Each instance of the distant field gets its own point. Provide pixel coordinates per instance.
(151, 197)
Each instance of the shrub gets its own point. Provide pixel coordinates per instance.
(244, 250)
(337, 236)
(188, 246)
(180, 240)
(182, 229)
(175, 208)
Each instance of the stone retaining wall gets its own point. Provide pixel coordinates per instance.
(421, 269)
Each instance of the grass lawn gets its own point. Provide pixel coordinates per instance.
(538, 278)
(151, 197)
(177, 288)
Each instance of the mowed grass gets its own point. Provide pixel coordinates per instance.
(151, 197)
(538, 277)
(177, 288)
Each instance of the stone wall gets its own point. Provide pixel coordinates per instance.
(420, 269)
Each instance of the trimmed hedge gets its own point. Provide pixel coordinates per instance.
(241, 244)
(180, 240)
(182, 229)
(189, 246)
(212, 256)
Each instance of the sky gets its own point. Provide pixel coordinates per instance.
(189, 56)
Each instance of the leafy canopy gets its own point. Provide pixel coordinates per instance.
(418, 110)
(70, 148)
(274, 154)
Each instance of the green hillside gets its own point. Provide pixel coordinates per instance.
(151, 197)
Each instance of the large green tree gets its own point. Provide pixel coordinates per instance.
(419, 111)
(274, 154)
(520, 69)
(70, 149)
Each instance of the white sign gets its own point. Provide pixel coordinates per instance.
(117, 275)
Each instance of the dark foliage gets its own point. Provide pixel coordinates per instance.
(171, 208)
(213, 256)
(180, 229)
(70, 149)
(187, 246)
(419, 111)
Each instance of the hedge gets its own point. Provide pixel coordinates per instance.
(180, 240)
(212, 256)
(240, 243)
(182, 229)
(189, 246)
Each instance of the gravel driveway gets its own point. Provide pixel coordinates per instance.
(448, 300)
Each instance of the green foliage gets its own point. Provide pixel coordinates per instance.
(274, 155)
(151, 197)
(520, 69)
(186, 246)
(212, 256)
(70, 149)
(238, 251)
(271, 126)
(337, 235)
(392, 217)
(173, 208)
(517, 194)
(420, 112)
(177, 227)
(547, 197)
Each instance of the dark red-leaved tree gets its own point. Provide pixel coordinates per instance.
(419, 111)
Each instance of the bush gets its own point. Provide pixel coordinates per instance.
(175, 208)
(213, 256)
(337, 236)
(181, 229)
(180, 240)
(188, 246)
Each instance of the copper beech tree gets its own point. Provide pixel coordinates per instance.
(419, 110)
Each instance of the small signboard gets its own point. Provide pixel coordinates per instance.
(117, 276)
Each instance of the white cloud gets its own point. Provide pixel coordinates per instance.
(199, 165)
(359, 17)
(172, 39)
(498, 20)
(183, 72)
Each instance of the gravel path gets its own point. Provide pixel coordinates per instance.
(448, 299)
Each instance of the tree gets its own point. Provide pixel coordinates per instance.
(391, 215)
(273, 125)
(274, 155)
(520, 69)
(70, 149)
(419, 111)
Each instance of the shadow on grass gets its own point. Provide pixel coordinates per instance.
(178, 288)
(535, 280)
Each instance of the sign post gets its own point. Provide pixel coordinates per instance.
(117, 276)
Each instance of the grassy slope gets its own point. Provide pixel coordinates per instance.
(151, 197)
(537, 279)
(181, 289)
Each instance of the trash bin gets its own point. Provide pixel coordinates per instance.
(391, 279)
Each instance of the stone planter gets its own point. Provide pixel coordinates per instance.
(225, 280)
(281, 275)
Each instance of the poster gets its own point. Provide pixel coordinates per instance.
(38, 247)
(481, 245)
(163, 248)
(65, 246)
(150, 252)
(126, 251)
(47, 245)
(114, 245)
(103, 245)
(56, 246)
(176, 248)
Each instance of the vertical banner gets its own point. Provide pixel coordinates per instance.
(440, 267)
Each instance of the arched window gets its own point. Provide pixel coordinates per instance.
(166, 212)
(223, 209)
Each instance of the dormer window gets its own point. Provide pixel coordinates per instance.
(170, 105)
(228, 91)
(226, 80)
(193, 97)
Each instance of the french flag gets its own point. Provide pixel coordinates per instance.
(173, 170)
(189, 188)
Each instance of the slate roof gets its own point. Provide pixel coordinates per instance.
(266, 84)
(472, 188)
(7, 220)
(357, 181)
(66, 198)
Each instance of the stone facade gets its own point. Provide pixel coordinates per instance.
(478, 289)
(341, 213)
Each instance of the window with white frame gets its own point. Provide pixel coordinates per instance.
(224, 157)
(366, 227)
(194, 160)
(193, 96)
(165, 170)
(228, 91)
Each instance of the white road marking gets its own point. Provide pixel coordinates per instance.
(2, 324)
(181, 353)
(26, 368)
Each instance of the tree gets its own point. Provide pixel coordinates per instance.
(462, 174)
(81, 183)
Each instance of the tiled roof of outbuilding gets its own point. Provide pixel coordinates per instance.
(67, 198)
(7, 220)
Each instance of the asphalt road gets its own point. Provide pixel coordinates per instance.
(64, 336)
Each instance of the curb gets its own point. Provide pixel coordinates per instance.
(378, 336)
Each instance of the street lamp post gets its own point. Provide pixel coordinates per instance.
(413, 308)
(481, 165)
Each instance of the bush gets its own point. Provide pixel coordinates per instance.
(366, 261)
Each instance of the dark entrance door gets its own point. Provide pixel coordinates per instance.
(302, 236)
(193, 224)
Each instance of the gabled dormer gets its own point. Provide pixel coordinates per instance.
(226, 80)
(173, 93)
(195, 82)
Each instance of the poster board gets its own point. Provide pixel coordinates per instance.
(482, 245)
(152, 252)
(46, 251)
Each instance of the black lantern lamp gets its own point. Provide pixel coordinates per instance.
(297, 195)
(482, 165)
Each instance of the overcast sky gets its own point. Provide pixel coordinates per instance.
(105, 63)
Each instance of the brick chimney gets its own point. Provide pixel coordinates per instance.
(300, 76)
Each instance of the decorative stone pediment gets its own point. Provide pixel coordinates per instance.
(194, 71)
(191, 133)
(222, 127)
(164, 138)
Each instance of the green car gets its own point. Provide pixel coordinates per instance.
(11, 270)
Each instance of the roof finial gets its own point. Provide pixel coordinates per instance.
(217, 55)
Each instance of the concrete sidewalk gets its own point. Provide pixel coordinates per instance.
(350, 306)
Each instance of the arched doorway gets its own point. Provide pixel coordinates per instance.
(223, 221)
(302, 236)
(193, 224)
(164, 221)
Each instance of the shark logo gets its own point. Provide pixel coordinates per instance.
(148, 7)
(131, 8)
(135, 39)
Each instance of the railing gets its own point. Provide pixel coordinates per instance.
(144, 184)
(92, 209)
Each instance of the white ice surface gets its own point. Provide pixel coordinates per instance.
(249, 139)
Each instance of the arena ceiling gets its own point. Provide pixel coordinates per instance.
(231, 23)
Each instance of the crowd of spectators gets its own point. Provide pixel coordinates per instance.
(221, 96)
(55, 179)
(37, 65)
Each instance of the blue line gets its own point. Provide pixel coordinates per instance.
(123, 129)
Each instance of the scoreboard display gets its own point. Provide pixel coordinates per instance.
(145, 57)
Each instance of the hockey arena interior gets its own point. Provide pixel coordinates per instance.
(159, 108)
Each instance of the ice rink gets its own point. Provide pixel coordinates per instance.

Prompt - Word for word, output the records that appear above.

Output for this exercise -
Each instance of the distant field gets its own point. Provide pixel coordinates per instance.
(151, 197)
Each instance of the shrub gets its own point. Provide pixel coordinates per instance.
(244, 250)
(337, 236)
(188, 246)
(180, 240)
(182, 229)
(175, 208)
Each instance of the stone retaining wall gets its own point. Provide pixel coordinates per instance.
(421, 269)
Each instance of the grass lawn gets its own point. Provide pixel coordinates per instance.
(538, 278)
(151, 197)
(177, 288)
Each instance of the mowed grass gets its own point. Provide pixel coordinates per instance.
(151, 197)
(538, 277)
(177, 288)
Each instance of the stone wall gets its own point. Provide pixel coordinates per instance.
(420, 269)
Each instance of the trimmed hedge gets its own point. Provide pixel coordinates per instance.
(241, 244)
(180, 240)
(182, 229)
(189, 246)
(212, 256)
Each instance of the sky gets its own point. Provide pixel coordinates per instance.
(189, 56)
Each instance of the leafy canopy gets its own point. Provide pixel coordinates per instance.
(418, 110)
(70, 148)
(274, 154)
Each instance of the green hillside gets its own point. Provide pixel coordinates per instance.
(151, 197)
Each instance of the large green tree gets its own point. Provide pixel coordinates per instance.
(419, 111)
(274, 154)
(520, 69)
(70, 149)
Each instance of the white sign gets its own point. Provide pixel coordinates per instance.
(117, 275)
Each instance of the dark foliage gets its own point. Provide pixel coordinates per instance.
(171, 208)
(213, 256)
(180, 229)
(70, 149)
(187, 246)
(419, 111)
Each instance of the hedge gets its own point. Provide pixel coordinates per instance.
(180, 240)
(212, 256)
(240, 243)
(182, 229)
(189, 246)
Each instance of the gravel driveway gets its own point. Provide pixel coordinates per instance.
(448, 300)
Each instance of the green foliage gets its own point. Provide pixel coordinates per instance.
(274, 155)
(151, 197)
(520, 69)
(186, 246)
(212, 256)
(70, 149)
(238, 251)
(271, 126)
(337, 235)
(392, 217)
(173, 208)
(517, 194)
(420, 112)
(177, 227)
(547, 197)
Each instance of the dark red-leaved tree gets its own point. Provide pixel coordinates per instance.
(419, 111)
Each instance of the bush gets its own point. Provide pixel coordinates per instance.
(175, 208)
(213, 256)
(337, 236)
(181, 229)
(180, 240)
(188, 246)
Each instance of the copper beech tree gets its own point. Provide pixel coordinates per instance.
(419, 110)
Each instance of the small signboard gets its own point. Provide pixel coordinates per instance.
(117, 276)
Each instance of the white cloud gets its own point. Provide pixel coordinates per instance.
(199, 165)
(359, 17)
(172, 39)
(498, 20)
(183, 72)
Each instance of the gravel path gets its own point. Provide pixel coordinates per instance.
(448, 299)
Each instance of the tree gets its own point. Provide pixel coordinates per instance.
(391, 215)
(273, 125)
(274, 155)
(520, 69)
(70, 149)
(419, 111)
Each instance of the shadow on grass gets its own point. Provide pixel coordinates per instance.
(178, 288)
(535, 280)
Each instance of the sign post gets its own point. Provide pixel coordinates per instance.
(117, 276)
Each instance of the grassy slope gets its own point. Provide pixel coordinates per instance.
(151, 197)
(537, 279)
(181, 289)
Each instance of the trash bin gets its own point. Provide pixel coordinates per instance.
(391, 279)
Each instance of the stone planter gets its own point. Provide pixel coordinates per instance.
(225, 280)
(281, 275)
Each instance of the poster gets its own point. Provide pixel coordinates per instance.
(38, 247)
(481, 245)
(163, 248)
(65, 246)
(150, 252)
(126, 251)
(47, 245)
(114, 245)
(103, 245)
(56, 246)
(176, 248)
Each instance of the vertical banner gets its own point. Provide pixel coordinates per instance.
(440, 267)
Each instance of the arched window gets its own point. Provide pixel coordinates per instance.
(166, 212)
(223, 209)
Each instance of the dormer window gets its own point. Provide pixel coordinates per instance.
(170, 105)
(228, 91)
(226, 80)
(193, 97)
Each instance of the french flag gets its own point. Provide pixel coordinates per instance.
(173, 170)
(189, 188)
Each instance of the slate roof gets its own point. Provide pixel coordinates per instance.
(266, 84)
(472, 188)
(7, 220)
(357, 181)
(66, 198)
Each instance of the stone facade gets its own point. Provide pixel coordinates per instance.
(478, 289)
(341, 213)
Each instance of the window with white frame gets its own point. Provide pixel coordinates per instance.
(224, 157)
(366, 227)
(194, 160)
(193, 96)
(165, 170)
(228, 91)
Each instance of the white road marking gets its own point. Provide pixel coordinates per instance.
(2, 324)
(181, 353)
(26, 368)
Each instance of the tree gets its own point. Provide pixel coordinates per instance.
(462, 174)
(81, 183)
Each instance of the tiled roof of outbuilding gets its own point. Provide pixel coordinates per instance.
(67, 198)
(7, 220)
Each instance of the asphalt road gets its own point. Provide pixel coordinates per instance.
(64, 336)
Each instance of the curb gets its own point. Provide pixel coordinates per instance.
(378, 336)
Each instance of the street lamp post gets its own point. Provide pixel coordinates per instance.
(413, 308)
(481, 165)
Each instance of the bush gets its own point. Provide pixel coordinates per instance.
(366, 261)
Each instance of the dark entrance door gets its own point. Provide pixel coordinates per instance.
(302, 236)
(193, 224)
Each instance of the gabled dormer gets its own point. Provide pixel coordinates per instance.
(226, 80)
(173, 93)
(195, 82)
Each instance of the poster board gets its own point. Provide pixel coordinates per instance.
(482, 245)
(152, 252)
(46, 251)
Each instance of the black lantern lamp gets its own point. Provide pixel coordinates per instance.
(297, 195)
(482, 165)
Each instance of the overcast sky gets its own point. Provide pixel coordinates per instance.
(105, 63)
Each instance of the brick chimney gets its own point. Provide pixel coordinates per instance.
(300, 76)
Each instance of the decorative stone pediment gets its own point. Provide pixel coordinates per instance.
(194, 71)
(191, 133)
(222, 127)
(164, 138)
Each instance of the green car gets its own point. Provide pixel coordinates per instance.
(11, 270)
Each instance of the roof finial gets its own point. Provide pixel coordinates per instance.
(217, 55)
Each instance of the concrete sidewalk gets its own point. Provide pixel coordinates per instance.
(350, 306)
Each instance of the arched doorway gets its own point. Provide pixel coordinates per instance.
(223, 221)
(302, 236)
(193, 224)
(164, 221)
Each instance of the shark logo gets its own point. Provide pixel coordinates per instance.
(148, 7)
(131, 8)
(135, 39)
Each instance of the railing gets its own point. Provide pixel coordinates per instance.
(144, 184)
(92, 209)
Each instance of the white ice surface gets its own point. Provide pixel coordinates per instance.
(249, 139)
Each instance of the arena ceiling gets its own point. Provide pixel coordinates per instance.
(231, 23)
Each instance of the crowd of spectators gets its own point. Provide pixel coordinates per instance.
(221, 96)
(55, 179)
(37, 65)
Each instance of the blue line gets its own point. Provide pixel coordinates per instance.
(123, 129)
Each instance of the scoreboard display gets its own point. Provide pixel coordinates per instance.
(145, 57)
Each instance of the hockey arena interior gets its own point. Provide pixel coordinates per instance.
(159, 108)
Each instance of the ice rink gets its own point. Provide pixel coordinates per instance.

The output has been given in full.